The task | Within the listing below, please show every line carrying the string "carpet".

Data |
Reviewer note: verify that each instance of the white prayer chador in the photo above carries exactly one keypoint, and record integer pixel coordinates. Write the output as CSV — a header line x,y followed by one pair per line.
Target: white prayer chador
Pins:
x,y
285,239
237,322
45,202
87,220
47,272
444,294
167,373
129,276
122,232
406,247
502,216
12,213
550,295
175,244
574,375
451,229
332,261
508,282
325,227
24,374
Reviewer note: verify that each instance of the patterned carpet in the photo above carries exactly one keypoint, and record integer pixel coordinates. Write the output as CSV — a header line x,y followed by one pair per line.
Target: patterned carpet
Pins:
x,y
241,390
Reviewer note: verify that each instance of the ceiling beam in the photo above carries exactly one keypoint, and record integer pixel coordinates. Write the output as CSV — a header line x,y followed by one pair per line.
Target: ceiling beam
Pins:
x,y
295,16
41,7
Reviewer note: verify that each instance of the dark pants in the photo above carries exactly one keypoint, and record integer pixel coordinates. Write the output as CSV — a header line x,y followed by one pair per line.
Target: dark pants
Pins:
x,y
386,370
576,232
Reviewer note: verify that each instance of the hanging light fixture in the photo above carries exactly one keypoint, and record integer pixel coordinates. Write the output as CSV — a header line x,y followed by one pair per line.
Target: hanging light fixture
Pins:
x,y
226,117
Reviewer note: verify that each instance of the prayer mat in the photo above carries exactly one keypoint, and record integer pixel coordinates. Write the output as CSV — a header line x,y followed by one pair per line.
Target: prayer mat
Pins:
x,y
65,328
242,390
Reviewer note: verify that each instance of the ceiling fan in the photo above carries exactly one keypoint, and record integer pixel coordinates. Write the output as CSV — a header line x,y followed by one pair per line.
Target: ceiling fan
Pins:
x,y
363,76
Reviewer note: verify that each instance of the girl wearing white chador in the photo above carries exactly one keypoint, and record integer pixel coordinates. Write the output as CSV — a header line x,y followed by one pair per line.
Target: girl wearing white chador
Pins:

Response to this task |
Reviewer note: verify that each instance of the patterned carpet in the photo above carries exactly one keypoint, and record integer pixel coordinates. Write the output as CSV — a header line x,y followed by one pair per line.
Target: patterned carpet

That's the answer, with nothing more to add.